(Available data)
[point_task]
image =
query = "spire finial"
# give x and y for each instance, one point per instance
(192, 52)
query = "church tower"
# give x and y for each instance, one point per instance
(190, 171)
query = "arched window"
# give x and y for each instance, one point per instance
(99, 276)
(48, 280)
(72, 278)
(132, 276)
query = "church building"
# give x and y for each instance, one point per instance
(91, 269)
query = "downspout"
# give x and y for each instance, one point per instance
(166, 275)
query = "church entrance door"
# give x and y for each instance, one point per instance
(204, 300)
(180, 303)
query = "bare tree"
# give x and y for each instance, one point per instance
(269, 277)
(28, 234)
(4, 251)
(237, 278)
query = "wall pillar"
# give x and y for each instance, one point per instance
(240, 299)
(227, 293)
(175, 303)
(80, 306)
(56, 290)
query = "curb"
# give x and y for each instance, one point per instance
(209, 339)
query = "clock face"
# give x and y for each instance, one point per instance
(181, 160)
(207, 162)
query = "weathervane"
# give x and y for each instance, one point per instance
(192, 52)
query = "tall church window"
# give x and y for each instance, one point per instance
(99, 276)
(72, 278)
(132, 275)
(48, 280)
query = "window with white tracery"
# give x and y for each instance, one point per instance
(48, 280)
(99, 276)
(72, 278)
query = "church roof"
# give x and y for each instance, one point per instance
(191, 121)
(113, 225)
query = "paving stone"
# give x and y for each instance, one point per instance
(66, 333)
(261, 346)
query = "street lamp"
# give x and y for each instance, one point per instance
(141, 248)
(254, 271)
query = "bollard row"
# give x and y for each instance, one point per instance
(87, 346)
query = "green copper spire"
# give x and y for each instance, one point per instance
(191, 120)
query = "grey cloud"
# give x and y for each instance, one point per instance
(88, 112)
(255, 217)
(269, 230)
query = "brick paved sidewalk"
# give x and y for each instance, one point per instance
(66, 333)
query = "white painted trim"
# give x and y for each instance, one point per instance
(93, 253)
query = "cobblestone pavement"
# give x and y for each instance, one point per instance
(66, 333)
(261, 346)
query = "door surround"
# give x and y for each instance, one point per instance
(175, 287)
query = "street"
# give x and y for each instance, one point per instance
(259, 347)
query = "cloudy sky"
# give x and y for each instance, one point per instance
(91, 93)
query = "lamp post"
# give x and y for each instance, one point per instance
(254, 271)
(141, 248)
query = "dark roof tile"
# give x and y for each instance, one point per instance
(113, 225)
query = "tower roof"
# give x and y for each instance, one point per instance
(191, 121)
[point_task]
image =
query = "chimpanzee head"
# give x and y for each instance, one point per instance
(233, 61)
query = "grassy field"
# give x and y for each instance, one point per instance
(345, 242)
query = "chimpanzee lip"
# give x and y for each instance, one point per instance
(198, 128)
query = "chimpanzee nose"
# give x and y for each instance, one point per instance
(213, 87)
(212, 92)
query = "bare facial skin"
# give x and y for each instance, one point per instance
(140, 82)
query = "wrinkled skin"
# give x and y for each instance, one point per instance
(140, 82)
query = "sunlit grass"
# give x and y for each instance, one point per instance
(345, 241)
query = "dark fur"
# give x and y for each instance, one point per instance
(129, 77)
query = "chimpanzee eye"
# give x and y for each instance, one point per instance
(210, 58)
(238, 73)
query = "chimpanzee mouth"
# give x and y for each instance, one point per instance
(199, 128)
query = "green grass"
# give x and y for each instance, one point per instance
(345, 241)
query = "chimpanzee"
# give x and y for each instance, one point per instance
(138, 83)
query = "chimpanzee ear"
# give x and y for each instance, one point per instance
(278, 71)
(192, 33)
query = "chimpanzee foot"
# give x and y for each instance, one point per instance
(End Available data)
■ What you have to do:
Only the lines that contain the string "green" are to be copied from the records.

■ Problem solution:
query = "green copper spire"
query = "green grass"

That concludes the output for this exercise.